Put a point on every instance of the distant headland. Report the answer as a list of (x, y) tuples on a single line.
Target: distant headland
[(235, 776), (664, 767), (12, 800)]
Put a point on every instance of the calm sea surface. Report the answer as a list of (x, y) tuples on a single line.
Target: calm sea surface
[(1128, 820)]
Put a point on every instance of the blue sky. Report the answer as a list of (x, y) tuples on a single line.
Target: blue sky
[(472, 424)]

■ ■ ■ ■ ■

• [Required work] Copy out the lines above exactly as they appear, without changing anything.

• [Task answer]
Put a point on every instance of the distant headland. Report the answer as a list of (x, y) tuples on a single line.
Target: distant headland
[(235, 776), (664, 767), (12, 800)]
Put a point on every instance of the calm sea surface. Report the answer as a list of (x, y) tuples on a single line.
Target: calm sea surface
[(1128, 820)]
Put a point on every instance of the blue sky. Report the answer as a list of (x, y) tuples on a single line.
Target: blue sky
[(472, 424)]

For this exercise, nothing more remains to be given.